▶ WHAT THIS TASK INVOLVES:
Skip every picture, then write out exactly the lines of the listing below from the line that contains "Place one marker on each instance of the pond." through the final line.

▶ EXTRACTED INFORMATION:

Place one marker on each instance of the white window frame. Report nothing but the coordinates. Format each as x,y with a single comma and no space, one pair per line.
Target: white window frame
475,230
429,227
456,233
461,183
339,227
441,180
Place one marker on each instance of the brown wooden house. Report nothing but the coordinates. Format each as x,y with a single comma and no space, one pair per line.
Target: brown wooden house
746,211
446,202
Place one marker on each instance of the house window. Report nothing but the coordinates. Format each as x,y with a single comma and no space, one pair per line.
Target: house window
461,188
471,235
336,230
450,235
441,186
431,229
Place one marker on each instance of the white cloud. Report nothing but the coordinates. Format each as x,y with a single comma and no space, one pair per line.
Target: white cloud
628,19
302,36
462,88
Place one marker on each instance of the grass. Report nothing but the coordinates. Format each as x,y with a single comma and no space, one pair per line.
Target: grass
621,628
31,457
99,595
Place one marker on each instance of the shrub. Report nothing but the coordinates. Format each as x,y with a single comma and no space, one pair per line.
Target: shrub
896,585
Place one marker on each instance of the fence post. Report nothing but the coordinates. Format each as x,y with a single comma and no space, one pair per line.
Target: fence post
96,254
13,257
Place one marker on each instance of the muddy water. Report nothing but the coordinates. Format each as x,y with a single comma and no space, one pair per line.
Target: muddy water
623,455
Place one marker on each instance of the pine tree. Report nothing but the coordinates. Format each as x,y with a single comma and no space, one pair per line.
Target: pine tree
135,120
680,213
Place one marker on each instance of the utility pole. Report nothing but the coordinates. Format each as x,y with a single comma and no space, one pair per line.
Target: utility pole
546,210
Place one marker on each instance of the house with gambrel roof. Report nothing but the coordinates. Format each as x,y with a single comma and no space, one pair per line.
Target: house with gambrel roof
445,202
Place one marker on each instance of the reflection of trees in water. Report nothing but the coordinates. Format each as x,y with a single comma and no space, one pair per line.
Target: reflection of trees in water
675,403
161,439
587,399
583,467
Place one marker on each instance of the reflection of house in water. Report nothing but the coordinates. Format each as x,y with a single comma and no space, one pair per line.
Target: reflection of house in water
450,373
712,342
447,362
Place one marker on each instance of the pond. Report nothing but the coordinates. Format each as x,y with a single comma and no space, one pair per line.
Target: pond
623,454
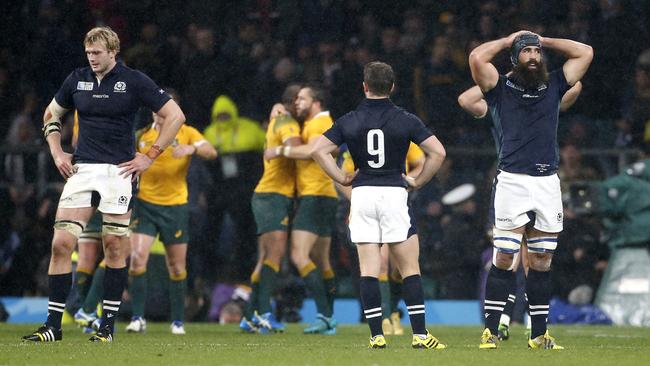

▶ TASK ANSWER:
Place one marker on each instance of the pond. Report nothing but the coordinates. Format each as x,y with a single comma and no space, one pair per line.
Target: pond
623,454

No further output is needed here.